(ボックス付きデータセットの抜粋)
┏━━

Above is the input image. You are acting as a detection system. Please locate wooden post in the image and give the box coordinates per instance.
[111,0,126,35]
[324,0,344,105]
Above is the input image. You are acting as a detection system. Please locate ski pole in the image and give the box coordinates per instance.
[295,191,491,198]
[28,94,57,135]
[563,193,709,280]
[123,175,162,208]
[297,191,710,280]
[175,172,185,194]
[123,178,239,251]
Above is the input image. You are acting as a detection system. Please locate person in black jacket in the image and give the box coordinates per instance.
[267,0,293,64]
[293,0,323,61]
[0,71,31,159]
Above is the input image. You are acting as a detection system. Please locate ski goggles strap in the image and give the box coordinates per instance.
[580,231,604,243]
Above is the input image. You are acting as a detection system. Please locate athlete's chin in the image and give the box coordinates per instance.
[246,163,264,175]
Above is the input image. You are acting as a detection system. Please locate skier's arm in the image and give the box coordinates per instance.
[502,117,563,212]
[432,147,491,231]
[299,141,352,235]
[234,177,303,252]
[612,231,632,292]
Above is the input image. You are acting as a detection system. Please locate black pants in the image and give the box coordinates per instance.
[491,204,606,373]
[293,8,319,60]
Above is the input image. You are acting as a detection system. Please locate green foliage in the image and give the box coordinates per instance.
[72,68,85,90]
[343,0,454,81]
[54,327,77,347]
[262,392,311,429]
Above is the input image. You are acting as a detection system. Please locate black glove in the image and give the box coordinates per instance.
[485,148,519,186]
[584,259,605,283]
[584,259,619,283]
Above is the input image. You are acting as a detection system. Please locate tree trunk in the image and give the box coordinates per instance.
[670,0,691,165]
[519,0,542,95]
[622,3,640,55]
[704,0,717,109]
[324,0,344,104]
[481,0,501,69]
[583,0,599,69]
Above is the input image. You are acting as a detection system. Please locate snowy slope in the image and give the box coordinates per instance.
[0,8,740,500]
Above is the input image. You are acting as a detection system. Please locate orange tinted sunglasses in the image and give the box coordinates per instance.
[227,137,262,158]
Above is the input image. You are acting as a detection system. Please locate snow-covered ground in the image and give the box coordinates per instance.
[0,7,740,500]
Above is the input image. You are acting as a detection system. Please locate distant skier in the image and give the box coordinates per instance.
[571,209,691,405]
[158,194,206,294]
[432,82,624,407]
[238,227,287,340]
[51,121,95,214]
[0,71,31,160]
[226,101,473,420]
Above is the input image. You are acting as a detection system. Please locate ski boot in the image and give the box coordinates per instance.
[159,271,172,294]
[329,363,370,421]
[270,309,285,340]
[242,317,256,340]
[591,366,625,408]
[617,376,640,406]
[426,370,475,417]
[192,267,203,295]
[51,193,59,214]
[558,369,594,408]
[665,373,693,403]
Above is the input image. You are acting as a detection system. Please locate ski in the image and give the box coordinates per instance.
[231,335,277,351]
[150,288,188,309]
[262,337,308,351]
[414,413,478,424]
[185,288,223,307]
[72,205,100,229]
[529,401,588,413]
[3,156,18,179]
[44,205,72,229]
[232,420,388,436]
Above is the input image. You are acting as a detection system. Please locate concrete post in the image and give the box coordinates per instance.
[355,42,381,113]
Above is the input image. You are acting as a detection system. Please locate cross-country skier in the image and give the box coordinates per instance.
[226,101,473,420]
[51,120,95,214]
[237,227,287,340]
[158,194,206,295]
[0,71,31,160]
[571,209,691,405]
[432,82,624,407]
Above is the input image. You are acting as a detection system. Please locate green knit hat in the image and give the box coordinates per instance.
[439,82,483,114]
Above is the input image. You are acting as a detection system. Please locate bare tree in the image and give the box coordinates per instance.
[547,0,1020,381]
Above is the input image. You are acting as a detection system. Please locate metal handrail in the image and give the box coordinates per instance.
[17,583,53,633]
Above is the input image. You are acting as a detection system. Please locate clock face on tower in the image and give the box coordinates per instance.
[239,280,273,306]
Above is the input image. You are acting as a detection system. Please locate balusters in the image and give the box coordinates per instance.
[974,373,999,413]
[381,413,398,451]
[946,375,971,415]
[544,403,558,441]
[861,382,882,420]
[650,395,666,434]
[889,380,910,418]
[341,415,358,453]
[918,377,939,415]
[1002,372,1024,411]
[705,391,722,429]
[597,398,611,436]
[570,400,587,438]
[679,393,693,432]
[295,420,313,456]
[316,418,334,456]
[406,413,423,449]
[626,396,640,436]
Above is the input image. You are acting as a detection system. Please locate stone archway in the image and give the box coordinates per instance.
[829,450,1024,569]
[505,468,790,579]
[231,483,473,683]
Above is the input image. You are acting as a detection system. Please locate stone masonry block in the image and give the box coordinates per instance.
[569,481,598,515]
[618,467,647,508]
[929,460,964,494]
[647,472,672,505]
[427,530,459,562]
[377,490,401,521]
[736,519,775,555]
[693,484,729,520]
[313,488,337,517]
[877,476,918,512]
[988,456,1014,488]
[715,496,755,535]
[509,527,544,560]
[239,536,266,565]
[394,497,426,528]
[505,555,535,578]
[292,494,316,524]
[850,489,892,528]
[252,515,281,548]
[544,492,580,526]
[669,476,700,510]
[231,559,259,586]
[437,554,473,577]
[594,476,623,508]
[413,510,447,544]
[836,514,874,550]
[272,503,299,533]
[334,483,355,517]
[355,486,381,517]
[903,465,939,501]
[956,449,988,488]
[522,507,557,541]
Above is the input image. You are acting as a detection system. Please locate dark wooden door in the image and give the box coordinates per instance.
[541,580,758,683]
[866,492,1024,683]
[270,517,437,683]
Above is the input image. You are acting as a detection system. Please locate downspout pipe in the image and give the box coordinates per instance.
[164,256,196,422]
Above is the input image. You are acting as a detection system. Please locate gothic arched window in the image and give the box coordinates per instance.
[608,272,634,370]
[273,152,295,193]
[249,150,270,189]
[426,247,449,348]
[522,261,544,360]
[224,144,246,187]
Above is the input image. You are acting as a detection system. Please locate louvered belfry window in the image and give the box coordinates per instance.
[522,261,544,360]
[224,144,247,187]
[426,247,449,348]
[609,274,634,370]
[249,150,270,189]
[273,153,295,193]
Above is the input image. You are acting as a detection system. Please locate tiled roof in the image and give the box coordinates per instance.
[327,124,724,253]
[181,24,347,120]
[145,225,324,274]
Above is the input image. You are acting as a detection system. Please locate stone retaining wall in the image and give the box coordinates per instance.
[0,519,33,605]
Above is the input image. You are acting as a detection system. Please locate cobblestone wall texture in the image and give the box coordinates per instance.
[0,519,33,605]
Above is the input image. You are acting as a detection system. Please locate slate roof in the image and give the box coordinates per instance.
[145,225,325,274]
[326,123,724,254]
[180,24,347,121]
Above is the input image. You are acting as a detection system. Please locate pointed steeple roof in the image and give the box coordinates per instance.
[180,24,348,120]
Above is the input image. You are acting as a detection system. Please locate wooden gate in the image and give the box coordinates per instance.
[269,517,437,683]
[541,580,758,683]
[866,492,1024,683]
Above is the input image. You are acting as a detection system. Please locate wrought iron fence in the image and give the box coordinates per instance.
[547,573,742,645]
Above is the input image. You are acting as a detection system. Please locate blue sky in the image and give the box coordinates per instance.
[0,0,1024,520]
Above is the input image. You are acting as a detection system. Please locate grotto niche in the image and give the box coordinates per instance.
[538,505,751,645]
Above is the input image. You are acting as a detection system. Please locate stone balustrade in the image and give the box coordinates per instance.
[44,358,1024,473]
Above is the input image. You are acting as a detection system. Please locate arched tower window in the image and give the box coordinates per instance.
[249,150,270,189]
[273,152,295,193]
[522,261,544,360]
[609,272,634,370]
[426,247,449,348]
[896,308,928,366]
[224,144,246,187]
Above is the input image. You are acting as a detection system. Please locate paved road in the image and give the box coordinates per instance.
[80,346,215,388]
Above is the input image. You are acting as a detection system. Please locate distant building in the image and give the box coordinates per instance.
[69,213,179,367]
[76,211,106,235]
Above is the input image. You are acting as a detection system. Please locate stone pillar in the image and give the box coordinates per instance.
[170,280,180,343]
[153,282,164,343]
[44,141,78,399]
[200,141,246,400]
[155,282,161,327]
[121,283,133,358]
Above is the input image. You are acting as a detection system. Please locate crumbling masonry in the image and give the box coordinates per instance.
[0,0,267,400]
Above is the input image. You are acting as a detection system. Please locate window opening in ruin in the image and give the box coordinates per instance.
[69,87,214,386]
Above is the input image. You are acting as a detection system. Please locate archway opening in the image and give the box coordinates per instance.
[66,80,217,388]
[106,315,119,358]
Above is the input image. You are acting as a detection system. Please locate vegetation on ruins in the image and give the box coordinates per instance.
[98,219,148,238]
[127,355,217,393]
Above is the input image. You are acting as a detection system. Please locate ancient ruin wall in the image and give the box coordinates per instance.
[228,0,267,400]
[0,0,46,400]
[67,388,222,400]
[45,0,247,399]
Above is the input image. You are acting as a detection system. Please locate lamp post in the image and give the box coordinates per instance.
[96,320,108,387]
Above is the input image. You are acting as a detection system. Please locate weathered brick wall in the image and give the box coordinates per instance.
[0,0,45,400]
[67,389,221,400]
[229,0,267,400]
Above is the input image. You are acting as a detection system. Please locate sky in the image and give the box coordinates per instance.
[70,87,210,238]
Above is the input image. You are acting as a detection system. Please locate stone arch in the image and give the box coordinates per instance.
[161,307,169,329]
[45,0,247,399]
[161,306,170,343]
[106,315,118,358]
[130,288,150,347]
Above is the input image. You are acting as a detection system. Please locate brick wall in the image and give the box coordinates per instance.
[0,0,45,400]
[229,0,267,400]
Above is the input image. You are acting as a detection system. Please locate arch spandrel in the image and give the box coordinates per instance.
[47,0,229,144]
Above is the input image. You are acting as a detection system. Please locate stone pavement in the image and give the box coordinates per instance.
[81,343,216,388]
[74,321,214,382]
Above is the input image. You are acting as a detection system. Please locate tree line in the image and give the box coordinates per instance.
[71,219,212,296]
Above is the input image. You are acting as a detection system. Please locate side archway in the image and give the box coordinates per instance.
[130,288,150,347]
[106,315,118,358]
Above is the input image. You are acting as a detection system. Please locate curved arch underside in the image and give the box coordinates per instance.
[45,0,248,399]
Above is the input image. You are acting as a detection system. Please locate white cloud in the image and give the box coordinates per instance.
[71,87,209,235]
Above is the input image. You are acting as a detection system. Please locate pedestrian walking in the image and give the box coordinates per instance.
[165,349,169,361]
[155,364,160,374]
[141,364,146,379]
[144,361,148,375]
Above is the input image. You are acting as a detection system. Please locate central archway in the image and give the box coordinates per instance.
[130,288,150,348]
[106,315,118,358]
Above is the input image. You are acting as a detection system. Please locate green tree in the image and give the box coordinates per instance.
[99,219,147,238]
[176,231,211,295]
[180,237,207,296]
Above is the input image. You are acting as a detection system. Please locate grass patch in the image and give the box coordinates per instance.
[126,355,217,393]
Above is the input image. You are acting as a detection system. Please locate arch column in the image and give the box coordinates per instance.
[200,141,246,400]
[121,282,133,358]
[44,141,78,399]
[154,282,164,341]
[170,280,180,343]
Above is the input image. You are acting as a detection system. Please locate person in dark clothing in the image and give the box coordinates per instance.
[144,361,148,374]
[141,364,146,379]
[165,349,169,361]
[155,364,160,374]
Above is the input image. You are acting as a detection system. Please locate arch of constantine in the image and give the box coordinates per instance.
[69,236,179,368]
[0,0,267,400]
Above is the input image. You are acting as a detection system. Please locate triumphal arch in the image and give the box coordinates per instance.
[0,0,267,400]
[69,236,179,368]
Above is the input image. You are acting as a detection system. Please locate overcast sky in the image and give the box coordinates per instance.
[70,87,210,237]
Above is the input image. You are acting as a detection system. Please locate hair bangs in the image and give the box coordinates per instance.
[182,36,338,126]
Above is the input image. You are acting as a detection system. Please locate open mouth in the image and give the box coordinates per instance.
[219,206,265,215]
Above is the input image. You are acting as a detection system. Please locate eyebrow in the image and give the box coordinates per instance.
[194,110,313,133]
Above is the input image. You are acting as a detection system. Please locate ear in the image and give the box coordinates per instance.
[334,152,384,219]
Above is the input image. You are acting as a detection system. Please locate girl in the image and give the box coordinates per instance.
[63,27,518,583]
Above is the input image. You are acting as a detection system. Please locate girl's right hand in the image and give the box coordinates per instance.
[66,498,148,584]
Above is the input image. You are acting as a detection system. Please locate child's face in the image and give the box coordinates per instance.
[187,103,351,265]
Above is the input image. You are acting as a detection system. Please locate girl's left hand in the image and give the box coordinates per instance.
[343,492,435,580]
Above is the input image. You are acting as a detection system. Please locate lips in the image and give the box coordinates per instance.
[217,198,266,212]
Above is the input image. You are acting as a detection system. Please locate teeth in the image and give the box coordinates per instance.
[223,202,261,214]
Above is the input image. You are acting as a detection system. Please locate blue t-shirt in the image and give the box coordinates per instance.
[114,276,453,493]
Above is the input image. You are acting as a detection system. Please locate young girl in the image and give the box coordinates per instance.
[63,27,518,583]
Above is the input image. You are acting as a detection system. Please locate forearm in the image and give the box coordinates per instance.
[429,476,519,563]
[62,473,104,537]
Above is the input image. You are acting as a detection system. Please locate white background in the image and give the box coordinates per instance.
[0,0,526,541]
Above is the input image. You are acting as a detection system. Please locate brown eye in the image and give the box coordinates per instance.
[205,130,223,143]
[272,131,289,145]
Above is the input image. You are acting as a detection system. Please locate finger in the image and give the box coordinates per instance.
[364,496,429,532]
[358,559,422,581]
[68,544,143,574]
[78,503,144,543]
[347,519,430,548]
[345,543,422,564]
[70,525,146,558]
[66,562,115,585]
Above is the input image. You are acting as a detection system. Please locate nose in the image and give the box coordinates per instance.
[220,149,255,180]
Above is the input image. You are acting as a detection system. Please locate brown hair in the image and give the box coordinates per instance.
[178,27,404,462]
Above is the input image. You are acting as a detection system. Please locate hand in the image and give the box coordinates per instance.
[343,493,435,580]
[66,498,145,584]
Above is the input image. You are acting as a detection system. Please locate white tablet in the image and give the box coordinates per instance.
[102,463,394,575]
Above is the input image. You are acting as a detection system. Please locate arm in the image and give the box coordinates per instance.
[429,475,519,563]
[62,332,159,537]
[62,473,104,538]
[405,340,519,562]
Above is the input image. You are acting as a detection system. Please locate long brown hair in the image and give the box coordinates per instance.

┗━━

「Please locate vegetation」を含む行から「[96,320,108,387]」を含む行までを、両端の行も含めて一字も変えずに書き写すこと。

Above is the input image. You are acting as a detection system. Please locate vegetation on ruins in the image and give the box coordinates per instance.
[98,219,148,238]
[127,355,217,393]
Above is the input image. You are acting as a detection system. Please locate ancient ruin wall in the image and give the box coordinates per instance.
[228,0,267,400]
[0,0,46,400]
[67,388,222,400]
[45,0,247,399]
Above is the input image. You are acting as a detection system. Please locate lamp post in the image and give the box coordinates per instance.
[96,320,108,387]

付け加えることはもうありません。